■ **Extract to read**:
┄┄┄┄┄┄┄┄┄┄

For businesses concerned about environmental issues, using computer technology is a double-edged sword. In some instances, it reduces your company’s carbon footprint. However, computer technology also presents significant environmental problems, some of which are difficult to control.

Paper Use

According to, each office worker uses an average 10,000 sheets of copy paper every year. Each employee discards more than 350 sheets of paper annually, according to the National Resources Defense Council. Maintaining your company’s files as electronic documents reduces the need for paper records and the files to store them. As a bonus, reducing your company’s paper consumption frequently also yields significant savings. Reading newspapers and magazines online or as downloaded documents represents another means of reducing paper consumption.

Fossil Fuel Consumption

One cross-country flight of 2,500 miles for one person results in an emission of 760 pounds of carbon dioxide, according to the nonprofit TechSoup. This amount is equivalent to 5 percent of the electricity use for one U.S. home for a year. Many companies have turned to virtual meetings, Web conferences and webcasts to replace some or even all company travel. In addition to the decreased demands on fossil fuel, holding virtual meetings saves travel time and money that would otherwise be spent on gasoline, hotel rooms and airfare.

┄┄┄┄┄┄┄┄┄┄

[Point-per-instance localization data]

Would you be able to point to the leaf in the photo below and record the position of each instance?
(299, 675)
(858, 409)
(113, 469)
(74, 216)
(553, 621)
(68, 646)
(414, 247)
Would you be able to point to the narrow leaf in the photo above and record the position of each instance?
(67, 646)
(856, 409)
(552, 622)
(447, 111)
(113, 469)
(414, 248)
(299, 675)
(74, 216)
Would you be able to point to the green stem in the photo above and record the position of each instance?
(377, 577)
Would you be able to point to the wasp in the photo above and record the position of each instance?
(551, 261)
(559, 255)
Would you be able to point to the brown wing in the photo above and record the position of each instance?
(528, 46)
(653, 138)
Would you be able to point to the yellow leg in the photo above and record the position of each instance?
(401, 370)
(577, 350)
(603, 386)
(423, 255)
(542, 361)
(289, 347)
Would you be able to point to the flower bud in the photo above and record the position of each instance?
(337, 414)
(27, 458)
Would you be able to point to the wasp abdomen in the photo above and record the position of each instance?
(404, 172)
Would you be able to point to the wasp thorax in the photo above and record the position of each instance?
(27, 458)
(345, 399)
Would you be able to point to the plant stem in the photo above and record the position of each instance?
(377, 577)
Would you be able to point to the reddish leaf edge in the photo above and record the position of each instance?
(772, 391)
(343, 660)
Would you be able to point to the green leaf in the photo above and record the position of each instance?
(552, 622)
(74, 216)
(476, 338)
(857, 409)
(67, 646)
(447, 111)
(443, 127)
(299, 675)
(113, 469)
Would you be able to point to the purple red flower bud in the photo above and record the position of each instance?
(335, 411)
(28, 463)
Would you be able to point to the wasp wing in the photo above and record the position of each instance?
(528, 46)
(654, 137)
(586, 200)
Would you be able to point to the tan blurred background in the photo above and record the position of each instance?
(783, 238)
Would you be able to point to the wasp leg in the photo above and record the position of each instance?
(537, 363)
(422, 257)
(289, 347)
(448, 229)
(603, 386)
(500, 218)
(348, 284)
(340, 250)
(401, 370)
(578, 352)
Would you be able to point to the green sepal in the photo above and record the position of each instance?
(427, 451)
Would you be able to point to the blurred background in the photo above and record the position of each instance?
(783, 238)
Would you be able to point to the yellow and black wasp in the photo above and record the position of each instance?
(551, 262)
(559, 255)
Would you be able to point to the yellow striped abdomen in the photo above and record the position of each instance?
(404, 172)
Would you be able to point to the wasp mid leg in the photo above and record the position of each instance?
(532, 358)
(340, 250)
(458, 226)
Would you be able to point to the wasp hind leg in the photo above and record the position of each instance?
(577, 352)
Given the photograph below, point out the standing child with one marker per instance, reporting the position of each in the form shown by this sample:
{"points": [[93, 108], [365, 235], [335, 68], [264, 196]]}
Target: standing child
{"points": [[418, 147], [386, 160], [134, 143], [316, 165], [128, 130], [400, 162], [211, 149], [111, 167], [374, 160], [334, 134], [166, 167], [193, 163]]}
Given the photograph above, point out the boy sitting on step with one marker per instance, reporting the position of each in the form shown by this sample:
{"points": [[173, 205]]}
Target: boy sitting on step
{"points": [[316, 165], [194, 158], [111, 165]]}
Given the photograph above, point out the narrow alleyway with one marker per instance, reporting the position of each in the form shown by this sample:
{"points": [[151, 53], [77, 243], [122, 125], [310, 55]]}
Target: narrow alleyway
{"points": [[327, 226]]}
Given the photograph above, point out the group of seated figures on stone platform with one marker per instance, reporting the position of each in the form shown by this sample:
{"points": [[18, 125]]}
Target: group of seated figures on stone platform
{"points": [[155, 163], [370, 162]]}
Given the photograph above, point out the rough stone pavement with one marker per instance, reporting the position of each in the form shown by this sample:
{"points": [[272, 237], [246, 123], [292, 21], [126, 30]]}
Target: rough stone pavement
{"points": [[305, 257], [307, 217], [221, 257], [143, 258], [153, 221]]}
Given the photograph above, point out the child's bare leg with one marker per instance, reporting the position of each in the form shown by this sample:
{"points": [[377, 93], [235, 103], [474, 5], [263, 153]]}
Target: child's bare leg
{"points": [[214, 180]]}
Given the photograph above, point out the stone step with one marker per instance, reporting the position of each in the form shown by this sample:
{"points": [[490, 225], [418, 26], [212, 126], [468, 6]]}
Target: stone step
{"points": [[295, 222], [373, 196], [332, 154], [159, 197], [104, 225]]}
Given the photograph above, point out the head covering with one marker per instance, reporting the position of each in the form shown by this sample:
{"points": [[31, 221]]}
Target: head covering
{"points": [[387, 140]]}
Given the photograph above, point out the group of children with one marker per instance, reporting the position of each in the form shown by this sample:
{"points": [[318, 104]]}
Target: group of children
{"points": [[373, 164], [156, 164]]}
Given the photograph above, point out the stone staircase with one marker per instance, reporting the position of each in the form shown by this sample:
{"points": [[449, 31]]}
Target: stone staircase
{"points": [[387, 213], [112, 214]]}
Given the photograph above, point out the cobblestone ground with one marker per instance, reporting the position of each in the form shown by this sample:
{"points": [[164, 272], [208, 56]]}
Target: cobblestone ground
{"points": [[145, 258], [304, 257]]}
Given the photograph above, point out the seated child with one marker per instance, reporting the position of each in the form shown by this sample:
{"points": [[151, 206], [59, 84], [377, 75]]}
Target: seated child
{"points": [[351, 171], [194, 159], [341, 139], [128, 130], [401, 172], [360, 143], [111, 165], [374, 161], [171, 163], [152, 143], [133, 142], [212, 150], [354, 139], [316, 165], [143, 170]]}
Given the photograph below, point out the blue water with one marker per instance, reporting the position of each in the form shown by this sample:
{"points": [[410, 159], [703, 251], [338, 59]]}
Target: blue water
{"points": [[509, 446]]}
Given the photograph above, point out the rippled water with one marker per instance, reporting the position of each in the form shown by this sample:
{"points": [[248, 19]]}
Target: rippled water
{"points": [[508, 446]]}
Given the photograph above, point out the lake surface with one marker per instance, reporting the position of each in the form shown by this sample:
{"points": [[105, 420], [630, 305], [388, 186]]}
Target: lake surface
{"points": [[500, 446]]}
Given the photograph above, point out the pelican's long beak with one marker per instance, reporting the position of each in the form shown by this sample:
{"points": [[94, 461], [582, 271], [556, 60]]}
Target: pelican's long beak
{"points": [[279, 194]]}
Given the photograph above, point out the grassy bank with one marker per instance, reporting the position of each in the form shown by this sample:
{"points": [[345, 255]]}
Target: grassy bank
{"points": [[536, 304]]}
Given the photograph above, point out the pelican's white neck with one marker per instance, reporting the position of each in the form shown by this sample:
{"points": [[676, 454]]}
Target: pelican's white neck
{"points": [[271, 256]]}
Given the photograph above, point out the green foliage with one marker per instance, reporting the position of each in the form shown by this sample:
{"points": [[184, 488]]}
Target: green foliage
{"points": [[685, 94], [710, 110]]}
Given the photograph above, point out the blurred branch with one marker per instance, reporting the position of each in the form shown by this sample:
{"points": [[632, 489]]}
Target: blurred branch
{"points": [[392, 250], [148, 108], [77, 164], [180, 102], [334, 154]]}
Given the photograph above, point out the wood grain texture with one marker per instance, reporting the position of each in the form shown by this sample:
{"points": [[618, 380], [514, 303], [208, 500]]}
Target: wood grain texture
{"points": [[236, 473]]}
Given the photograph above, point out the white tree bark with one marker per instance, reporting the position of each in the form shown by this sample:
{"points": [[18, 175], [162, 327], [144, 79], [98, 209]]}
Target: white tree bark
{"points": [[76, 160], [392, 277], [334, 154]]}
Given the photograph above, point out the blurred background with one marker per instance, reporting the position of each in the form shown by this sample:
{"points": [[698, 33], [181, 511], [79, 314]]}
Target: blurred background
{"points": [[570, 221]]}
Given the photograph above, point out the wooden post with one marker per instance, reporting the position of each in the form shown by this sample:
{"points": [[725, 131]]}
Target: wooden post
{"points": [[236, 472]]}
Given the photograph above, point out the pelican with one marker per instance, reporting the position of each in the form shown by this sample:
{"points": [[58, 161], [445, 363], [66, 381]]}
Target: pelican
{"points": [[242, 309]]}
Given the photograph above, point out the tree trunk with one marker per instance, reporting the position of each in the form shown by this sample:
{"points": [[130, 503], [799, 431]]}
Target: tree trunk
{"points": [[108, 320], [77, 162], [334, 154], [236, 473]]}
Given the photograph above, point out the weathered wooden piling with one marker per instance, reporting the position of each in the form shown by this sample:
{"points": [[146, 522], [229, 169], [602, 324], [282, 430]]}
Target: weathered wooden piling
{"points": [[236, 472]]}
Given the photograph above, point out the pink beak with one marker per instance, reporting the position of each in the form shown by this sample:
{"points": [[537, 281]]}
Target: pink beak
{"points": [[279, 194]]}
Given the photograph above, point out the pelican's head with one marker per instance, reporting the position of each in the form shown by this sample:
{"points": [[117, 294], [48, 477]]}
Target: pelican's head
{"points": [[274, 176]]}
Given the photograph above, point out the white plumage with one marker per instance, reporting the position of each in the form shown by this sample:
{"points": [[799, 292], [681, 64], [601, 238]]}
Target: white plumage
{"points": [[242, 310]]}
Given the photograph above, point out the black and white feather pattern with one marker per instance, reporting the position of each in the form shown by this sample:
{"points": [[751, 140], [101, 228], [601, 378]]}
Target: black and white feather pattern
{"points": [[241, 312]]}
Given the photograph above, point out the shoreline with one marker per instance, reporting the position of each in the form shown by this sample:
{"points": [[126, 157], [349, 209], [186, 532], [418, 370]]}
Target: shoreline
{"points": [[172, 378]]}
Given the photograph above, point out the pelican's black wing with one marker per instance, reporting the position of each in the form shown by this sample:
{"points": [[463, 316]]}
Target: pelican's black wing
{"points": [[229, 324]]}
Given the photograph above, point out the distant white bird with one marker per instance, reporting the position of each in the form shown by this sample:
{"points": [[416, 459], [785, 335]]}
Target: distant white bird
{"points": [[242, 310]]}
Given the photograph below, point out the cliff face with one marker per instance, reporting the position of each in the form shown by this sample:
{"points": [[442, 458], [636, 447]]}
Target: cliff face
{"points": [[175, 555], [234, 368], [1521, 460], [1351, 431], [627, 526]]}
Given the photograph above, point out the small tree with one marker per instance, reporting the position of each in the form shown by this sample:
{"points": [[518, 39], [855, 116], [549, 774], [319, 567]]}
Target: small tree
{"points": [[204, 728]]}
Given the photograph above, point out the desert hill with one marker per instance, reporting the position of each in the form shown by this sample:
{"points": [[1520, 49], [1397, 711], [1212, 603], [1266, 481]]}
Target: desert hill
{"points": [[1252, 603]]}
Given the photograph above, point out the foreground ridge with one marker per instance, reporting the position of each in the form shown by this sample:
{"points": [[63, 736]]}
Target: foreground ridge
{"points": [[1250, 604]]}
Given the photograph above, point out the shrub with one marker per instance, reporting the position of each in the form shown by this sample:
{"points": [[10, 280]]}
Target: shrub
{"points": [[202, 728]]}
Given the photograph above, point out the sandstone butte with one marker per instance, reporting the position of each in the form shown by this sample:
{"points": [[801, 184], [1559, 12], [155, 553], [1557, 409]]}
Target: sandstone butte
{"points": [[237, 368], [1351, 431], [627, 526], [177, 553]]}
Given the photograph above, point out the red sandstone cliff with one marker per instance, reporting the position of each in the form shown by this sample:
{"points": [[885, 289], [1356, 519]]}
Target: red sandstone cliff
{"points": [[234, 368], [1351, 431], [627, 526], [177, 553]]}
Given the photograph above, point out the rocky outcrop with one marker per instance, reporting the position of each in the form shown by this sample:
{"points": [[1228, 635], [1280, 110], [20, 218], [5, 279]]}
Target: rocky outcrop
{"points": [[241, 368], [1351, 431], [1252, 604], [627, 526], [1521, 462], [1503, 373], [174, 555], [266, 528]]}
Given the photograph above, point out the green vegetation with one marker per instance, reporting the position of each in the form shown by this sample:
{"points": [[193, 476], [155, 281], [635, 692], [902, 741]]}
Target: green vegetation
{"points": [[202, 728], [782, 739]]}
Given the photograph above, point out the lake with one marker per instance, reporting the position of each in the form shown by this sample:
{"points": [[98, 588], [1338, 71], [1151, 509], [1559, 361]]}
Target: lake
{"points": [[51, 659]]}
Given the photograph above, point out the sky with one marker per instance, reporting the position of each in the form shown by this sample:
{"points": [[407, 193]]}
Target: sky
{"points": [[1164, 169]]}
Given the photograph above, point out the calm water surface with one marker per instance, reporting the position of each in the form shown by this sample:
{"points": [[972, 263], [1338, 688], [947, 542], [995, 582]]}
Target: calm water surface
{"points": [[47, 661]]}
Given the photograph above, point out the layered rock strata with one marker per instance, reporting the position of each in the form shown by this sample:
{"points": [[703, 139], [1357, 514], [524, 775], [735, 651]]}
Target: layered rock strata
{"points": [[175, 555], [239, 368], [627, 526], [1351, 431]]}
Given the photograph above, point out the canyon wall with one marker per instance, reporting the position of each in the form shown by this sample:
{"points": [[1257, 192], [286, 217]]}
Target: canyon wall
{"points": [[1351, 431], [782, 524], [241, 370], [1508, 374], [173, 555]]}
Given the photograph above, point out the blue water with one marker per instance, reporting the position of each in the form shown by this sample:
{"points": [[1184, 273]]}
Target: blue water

┄┄┄┄┄┄┄┄┄┄

■ **Questions**:
1) Using the passage on computer technology and the environment, decide whether each statement agrees with it: (a) A 2,500-mile cross-country flight for one person emits 760 pounds of carbon dioxide. (b) Each employee throws away fewer than 100 sheets of paper a year. (c) Holding virtual meetings saves travel time. Answer yes or no for each, quoting the words that settle it.
2) Reproduce word for word the part of the passage on computer technology and the environment starting at "One cross-country flight" and ending at "rooms and airfare.".
3) Render this sentence from the passage on computer technology and the environment in Spanish: "Many companies have turned to virtual meetings, Web conferences and webcasts to replace some or even all company travel."
This material has no connection to the passage on computer technology and the environment.

■ **Expected responses**:
1)
(a) Yes: "One cross-country flight of 2,500 miles for one person results in an emission of 760 pounds of carbon dioxide"
(b) No: "Each employee discards more than 350 sheets of paper annually"
(c) Yes: "holding virtual meetings saves travel time and money"

2)
One cross-country flight of 2,500 miles for one person results in an emission of 760 pounds of carbon dioxide, according to the nonprofit TechSoup. This amount is equivalent to 5 percent of the electricity use for one U.S. home for a year. Many companies have turned to virtual meetings, Web conferences and webcasts to replace some or even all company travel. In addition to the decreased demands on fossil fuel, holding virtual meetings saves travel time and money that would otherwise be spent on gasoline, hotel rooms and airfare.

3) Muchas empresas han recurrido a las reuniones virtuales, las conferencias web y las transmisiones web para sustituir parte o incluso la totalidad de los viajes de la empresa.